» Task:
Please retype the records below exactly as they appear, leaving out every picture.

» Input records:
++++++++++++++++++++

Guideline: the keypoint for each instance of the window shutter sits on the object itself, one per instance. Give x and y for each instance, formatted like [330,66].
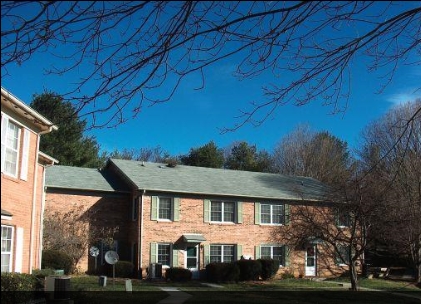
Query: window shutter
[174,256]
[287,214]
[206,250]
[257,252]
[287,255]
[176,209]
[154,253]
[206,211]
[239,251]
[25,155]
[239,212]
[257,213]
[154,211]
[19,250]
[4,124]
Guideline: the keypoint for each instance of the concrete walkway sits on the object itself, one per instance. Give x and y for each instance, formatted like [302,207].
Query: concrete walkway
[175,296]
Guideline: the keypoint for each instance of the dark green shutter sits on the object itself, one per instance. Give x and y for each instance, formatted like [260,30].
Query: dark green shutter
[257,252]
[206,250]
[154,253]
[174,256]
[239,212]
[176,209]
[257,213]
[154,208]
[239,251]
[287,214]
[206,211]
[287,255]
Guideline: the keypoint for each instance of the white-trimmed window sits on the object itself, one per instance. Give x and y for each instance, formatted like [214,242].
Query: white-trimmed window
[135,208]
[274,252]
[10,139]
[343,218]
[271,214]
[342,254]
[165,208]
[221,253]
[164,254]
[6,248]
[222,211]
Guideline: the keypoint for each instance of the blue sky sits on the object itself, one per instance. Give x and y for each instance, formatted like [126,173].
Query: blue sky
[194,117]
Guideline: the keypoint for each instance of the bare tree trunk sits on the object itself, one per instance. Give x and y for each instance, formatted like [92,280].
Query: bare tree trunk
[419,261]
[354,276]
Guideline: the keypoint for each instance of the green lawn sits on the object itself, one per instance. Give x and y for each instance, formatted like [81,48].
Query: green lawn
[87,290]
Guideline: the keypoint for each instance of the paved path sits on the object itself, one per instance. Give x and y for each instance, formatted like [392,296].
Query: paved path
[175,296]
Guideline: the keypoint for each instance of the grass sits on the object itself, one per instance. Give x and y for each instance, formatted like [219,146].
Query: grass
[86,289]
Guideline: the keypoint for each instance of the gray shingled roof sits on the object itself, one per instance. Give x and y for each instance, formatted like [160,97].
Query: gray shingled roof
[199,180]
[80,178]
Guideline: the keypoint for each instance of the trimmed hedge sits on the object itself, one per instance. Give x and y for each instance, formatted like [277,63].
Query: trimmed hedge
[223,272]
[18,287]
[57,260]
[242,270]
[269,268]
[124,269]
[250,270]
[178,274]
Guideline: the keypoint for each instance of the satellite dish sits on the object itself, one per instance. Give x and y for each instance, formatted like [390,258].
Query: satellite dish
[94,251]
[111,257]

++++++++++++++++++++

» Exercise answer:
Guideline: the keypoint for each instance of the window shutter sits on the object itself, one per instance. Give x and y for each instance, formatted like [330,66].
Query: window shutter
[174,256]
[287,214]
[206,250]
[257,252]
[287,255]
[176,209]
[154,253]
[206,211]
[239,251]
[25,155]
[239,212]
[257,213]
[154,211]
[19,250]
[4,124]
Guideline: the keypoint for each instance of the concrete walkway sits on the object itself, one per instance. Give x and y for each instance, formatted like [302,207].
Query: concrete walkway
[175,296]
Guideline: the keypoint for each instance of the dark green shutter sits on the object itself, one per instance. Give x and y for each instance, formatted like [260,30].
Query: dark green shutter
[257,252]
[206,250]
[154,253]
[174,256]
[239,212]
[176,209]
[257,213]
[154,208]
[239,251]
[287,214]
[206,211]
[287,255]
Guideline: the keypoint for each instance of the white-trimmed window sits on the object itself, one per instance. Give x and y for each instance, formatted like [214,242].
Query: white-trimmed window
[135,208]
[274,252]
[10,139]
[343,218]
[271,214]
[342,254]
[165,208]
[221,253]
[164,254]
[6,248]
[222,211]
Guideline: the keypoint for each instance of the blue sky sits on the object itself, one per instance. Give x and y for each instance, formatted like [126,173].
Query: blue sky
[194,117]
Guideline: the keypoint for each instance of the bare tree trunk sits on the object itself, one per instance. Give x and y for each instance, formatted like [92,280].
Query: bare tree trunk
[419,261]
[354,276]
Guideline: the keypoint for each instance of the green lawn sits on the object itself, one per instance. Give x and y for each instance, formatted like [81,48].
Query: green lawn
[87,290]
Guideline: the keypoint for each instance of the paved path sits on the object itself, one per instance. Give x and y for each instance, formatted like [392,296].
Query: paved path
[175,296]
Guideline: the keypoint for each instance of the grass sits on the object itself, one per instance. Give x and y for each instance, formatted like [219,146].
Query: grass
[86,289]
Guideline: the keypoint for each instance of the gray shingled roof sits on the object itself, one per instance. Give x and y for each instance, formatted like [160,97].
Query: gray shingled roof
[199,180]
[80,178]
Guideline: the keypoint for each instance of the trimmed hedge sits on the object itself, one per instance. Give x and y for each instance, formatted like [277,63].
Query: trimmed hedge
[223,272]
[18,287]
[57,260]
[242,270]
[269,268]
[124,269]
[250,270]
[178,274]
Guideline: the keypoint for each instance of the satellite dish sits on the object itself, one per instance. Give x and y for each instance, formatted like [390,258].
Query: satellite dish
[94,251]
[111,257]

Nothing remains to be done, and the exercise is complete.